Exercise requirements
Exactly reproduce each record listed below.

Recorded data

*** Begin section ***

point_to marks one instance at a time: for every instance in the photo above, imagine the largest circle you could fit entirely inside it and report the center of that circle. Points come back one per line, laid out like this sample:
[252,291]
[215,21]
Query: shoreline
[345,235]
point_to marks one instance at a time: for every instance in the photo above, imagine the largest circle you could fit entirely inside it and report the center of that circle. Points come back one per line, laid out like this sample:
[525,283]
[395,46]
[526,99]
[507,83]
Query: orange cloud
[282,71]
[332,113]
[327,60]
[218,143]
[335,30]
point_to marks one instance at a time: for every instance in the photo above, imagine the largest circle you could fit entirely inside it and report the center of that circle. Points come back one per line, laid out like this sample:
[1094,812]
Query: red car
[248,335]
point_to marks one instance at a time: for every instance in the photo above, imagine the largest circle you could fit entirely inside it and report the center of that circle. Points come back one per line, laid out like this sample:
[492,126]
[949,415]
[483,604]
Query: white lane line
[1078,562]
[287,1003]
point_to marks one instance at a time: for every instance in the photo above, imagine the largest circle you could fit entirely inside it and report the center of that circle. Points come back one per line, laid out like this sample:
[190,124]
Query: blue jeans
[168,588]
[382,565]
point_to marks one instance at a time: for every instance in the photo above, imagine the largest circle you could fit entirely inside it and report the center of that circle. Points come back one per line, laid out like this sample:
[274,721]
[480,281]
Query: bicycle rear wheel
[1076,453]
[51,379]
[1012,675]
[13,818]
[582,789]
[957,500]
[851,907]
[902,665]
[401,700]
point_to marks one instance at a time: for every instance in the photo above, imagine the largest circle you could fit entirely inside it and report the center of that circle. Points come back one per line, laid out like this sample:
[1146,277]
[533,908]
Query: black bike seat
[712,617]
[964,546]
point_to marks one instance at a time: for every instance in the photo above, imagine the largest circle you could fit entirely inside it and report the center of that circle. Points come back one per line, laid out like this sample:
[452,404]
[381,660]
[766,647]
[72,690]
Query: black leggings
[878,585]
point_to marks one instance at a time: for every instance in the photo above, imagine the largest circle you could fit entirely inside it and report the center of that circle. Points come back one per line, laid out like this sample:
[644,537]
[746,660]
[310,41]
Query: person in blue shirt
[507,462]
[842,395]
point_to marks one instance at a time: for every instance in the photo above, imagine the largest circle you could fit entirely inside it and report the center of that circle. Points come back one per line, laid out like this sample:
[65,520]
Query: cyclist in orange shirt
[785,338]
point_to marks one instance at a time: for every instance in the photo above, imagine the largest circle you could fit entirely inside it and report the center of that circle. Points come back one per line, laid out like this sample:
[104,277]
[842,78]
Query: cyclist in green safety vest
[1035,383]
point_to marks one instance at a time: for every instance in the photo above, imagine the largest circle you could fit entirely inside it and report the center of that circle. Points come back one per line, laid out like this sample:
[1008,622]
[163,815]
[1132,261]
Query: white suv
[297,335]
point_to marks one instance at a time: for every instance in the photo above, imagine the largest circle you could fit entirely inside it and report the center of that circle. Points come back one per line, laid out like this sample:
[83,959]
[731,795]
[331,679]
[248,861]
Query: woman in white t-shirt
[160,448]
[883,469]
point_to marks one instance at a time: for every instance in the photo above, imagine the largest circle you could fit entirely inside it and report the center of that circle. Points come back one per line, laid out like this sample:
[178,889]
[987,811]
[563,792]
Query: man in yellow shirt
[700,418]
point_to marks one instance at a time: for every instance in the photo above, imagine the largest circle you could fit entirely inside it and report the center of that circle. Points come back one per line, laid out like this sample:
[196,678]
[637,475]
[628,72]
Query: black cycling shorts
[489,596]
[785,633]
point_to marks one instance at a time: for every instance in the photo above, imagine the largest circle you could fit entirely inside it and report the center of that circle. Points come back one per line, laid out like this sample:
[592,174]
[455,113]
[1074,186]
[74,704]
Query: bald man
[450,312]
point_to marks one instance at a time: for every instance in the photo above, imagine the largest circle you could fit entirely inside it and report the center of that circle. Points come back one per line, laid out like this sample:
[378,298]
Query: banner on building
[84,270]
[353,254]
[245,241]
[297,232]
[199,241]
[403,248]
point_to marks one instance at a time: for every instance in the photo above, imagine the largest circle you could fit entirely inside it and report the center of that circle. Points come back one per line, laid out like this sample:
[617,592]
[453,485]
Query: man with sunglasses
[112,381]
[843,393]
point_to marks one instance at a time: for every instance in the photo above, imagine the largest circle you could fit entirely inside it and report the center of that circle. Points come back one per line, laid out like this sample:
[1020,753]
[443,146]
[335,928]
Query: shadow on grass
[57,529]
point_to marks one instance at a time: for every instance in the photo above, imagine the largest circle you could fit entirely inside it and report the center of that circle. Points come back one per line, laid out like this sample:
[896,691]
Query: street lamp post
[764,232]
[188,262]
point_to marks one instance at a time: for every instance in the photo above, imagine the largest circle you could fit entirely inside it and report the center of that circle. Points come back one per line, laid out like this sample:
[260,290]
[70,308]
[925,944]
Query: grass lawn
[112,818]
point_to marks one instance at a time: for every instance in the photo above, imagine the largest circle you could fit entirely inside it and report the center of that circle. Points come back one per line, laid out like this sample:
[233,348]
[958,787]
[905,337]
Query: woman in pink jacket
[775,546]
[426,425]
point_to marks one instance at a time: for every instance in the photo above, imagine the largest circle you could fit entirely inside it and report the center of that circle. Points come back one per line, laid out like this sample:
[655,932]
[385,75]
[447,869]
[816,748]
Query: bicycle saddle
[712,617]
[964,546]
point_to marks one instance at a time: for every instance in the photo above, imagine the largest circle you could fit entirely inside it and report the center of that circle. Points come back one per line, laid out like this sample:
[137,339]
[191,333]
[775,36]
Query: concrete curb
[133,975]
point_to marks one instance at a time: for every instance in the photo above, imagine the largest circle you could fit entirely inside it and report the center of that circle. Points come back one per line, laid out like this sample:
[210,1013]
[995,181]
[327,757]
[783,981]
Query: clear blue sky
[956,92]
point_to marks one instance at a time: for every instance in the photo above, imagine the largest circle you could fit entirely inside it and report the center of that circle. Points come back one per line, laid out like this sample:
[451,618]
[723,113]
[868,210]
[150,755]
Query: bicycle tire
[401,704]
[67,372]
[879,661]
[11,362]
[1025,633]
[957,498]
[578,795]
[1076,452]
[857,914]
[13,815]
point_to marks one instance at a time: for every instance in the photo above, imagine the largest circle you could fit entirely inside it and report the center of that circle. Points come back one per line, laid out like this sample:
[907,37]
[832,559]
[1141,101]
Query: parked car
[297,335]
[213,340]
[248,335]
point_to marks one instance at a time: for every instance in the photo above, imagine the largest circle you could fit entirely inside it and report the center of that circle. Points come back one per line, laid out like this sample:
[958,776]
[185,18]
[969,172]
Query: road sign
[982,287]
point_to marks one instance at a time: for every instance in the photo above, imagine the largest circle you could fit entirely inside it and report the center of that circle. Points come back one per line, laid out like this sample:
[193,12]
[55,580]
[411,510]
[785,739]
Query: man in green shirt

*** End section ***

Result of the task
point_to marks one instance at a time: for every instance in the photo above, imagine the largest circle you could fit entirely inside it and report the center of that circle. Points come back one per line, laid out like this sample:
[252,291]
[215,21]
Query: shoreline
[345,235]
point_to marks one instance at a time: for every instance in the photo above, imagine the largest circle you could fit entirely inside it and report the center of that circle. Points come back one per line, laid out like this sample:
[525,283]
[395,46]
[526,99]
[507,83]
Query: orange cloud
[282,71]
[332,113]
[327,60]
[218,143]
[335,30]
point_to marks one instance at a time: for every instance in the photo above, imagine the largest circle you could fit entirely inside it and report the center of that circle. Points come back one per line, laid out like this sample:
[1094,812]
Query: red car
[248,335]
point_to marks one instance at a time: for every instance in the photo above, imagine the largest circle you could fit entirely inside it and report the center of that circle. Points come back one per line, laid out like this sample:
[492,126]
[949,415]
[483,604]
Query: white lane line
[1078,562]
[287,1003]
point_to marks one instance at a time: for every instance in the photo above, imagine the largest circle you could fit entirely inside it and report the center of that circle. Points come back one per line, laid out like this sample:
[190,124]
Query: blue jeans
[168,588]
[382,565]
point_to marks one instance at a time: for every instance in the photo above, imagine the largest circle you could fit entirely inside it and report the center of that circle. Points come back one per line, laid out like this sample:
[274,721]
[480,281]
Query: bicycle rear wheel
[1076,453]
[51,379]
[1012,675]
[13,818]
[582,789]
[957,500]
[851,907]
[902,665]
[401,700]
point_to marks one instance at a time: for every instance in the photo above, imagine the largest circle you could fit entirely inside it and report the center of that circle. Points come back one per line, laid out like this sample:
[1146,277]
[533,908]
Query: black bike seat
[712,617]
[964,546]
point_to marks one instance at a time: for every instance in the photo above, imagine the largest circle you could fit entirely inside it and report the center of that circle. Points come back one per line, laid out like this sample:
[452,404]
[381,660]
[766,647]
[72,690]
Query: black leggings
[878,585]
point_to marks one instance at a time: for every instance in the photo above, imagine the largest circle you could fit entirely inside it and report the center of that circle. Points come back one per line, laid out like this sample:
[644,537]
[746,660]
[310,41]
Query: person in blue shirt
[507,462]
[842,395]
point_to marks one instance at a time: for every instance in the photo above, imagine the largest circle you could fit entirely inside it and report the center of that circle. Points come back one per line, laid out like this sample:
[65,520]
Query: cyclist in orange shirt
[785,338]
point_to marks one instance at a time: for every instance in the photo above, imagine the largest circle you could fit entirely inside it and report the center of that circle. Points come back one per line, laid out like this sample:
[104,277]
[842,78]
Query: cyclist in green safety vest
[1035,383]
point_to marks one instance at a time: for every instance in the photo above, imagine the largest circle you could fit entirely inside it and report the center of that circle. Points come back one per line, laid out like this sample:
[1008,622]
[163,815]
[1132,261]
Query: white suv
[297,335]
point_to marks one instance at a time: for every instance in the photo above, imagine the largest circle you could fit entirely inside it and report the center of that circle. Points come back one per line, laid out like this sample:
[83,959]
[731,795]
[331,679]
[248,861]
Query: woman in white t-shirt
[160,448]
[883,469]
point_to marks one instance at a time: for every instance in the photo above, imagine the largest circle you could fit entirely inside it and report the center of that circle. Points come back one per line, laid out like this sample:
[178,889]
[987,811]
[563,792]
Query: man in yellow shirt
[700,418]
point_to marks one instance at a time: for every instance in the photo above, imagine the largest circle you could fit entirely inside it and report the center of that circle. Points come back one per line, laid out like this sample:
[196,678]
[637,475]
[628,72]
Query: black cycling shorts
[489,596]
[785,633]
point_to marks one instance at a time: for every instance in the photo above, imagine the largest circle you could fit entirely inside it and report the center of that circle. Points come back one per line, laid out like this sample:
[592,174]
[455,113]
[1074,186]
[74,704]
Query: bald man
[450,312]
point_to marks one instance at a time: for every instance in the photo above, imagine the largest circle you could fit entirely inside it and report the center of that circle. Points come back one per line, laid out like this sample:
[378,298]
Query: banner on building
[84,270]
[353,254]
[245,241]
[297,232]
[199,241]
[403,248]
point_to marks one instance at a time: for every instance in the photo above, imagine the largest circle you could fit entirely inside it and report the center of that circle. Points come back one per line, laid out like this sample:
[617,592]
[453,485]
Query: man with sunglasses
[112,381]
[843,393]
point_to marks one instance at a time: for every instance in the photo above, imagine the largest circle you could fit entirely inside it and report the center of that circle. Points come back one per line, laid out like this sample:
[1020,753]
[443,146]
[335,928]
Query: shadow on grass
[57,529]
point_to marks one instance at a time: for every instance in the photo above, imagine the largest circle you could fit entirely inside it and report the center of that circle. Points come back one per line, laid out like this sample:
[896,691]
Query: street lamp post
[764,232]
[188,262]
point_to marks one instance at a time: for every instance in the photo above, imagine the largest circle you could fit entirely inside it and report the center of that circle. Points come back one per line, laid out like this sample:
[260,290]
[70,308]
[925,944]
Query: grass lawn
[112,818]
point_to marks one instance at a time: for every instance in the photo above, imagine the largest circle you could fit entirely inside it and report the center of that circle. Points come back one per line, laid out like this sample:
[233,348]
[958,787]
[905,337]
Query: woman in pink jacket
[775,546]
[426,425]
point_to marks one instance at a time: for every instance in the photo above, imagine the largest circle you could fit entirely inside it and report the center of that circle. Points come back one per line, laid out like this sample:
[655,932]
[385,75]
[447,869]
[816,748]
Query: bicycle saddle
[712,617]
[964,546]
point_to marks one instance at a time: for every instance in the photo above, imagine the largest circle you could fit entirely inside it and report the center of that circle. Points come back one per line, laid out like this sample:
[137,339]
[191,333]
[775,36]
Query: concrete curb
[133,975]
point_to marks one instance at a time: for every instance in the photo above, imagine the largest circle you could fit entirely inside it and report the center of that circle. Points come back one per line, laid out like this sample:
[210,1013]
[995,181]
[327,757]
[783,981]
Query: clear blue sky
[956,92]
point_to marks one instance at a time: for every instance in the photo above, imagine the largest circle you could fit entirely inside it and report the center of that circle. Points come back one per line, laid out like this sample:
[451,618]
[723,113]
[868,210]
[150,755]
Query: bicycle tire
[401,704]
[67,372]
[879,661]
[11,362]
[1025,633]
[957,498]
[578,795]
[1076,452]
[857,914]
[13,815]
point_to marks one instance at a time: for every instance in the photo above, imagine the largest circle you could fit entirely inside it and report the center of that circle. Points come back one per line, laid out like this sample:
[907,37]
[832,559]
[1141,101]
Query: parked car
[297,335]
[213,340]
[248,335]
point_to marks one instance at a time: for every instance in the photo above, imagine the largest circle you could fit entirely inside it and report the center of that circle. Points come back one per line, laid out like this sample:
[958,776]
[185,18]
[969,172]
Query: road sign
[982,287]
point_to marks one instance at a time: for every instance in the photo above, imagine the largest circle you could fit entirely inside it and report the center of that circle. Points come back one per line, laid out like this sample:
[193,12]
[55,580]
[411,510]
[785,739]
Query: man in green shirt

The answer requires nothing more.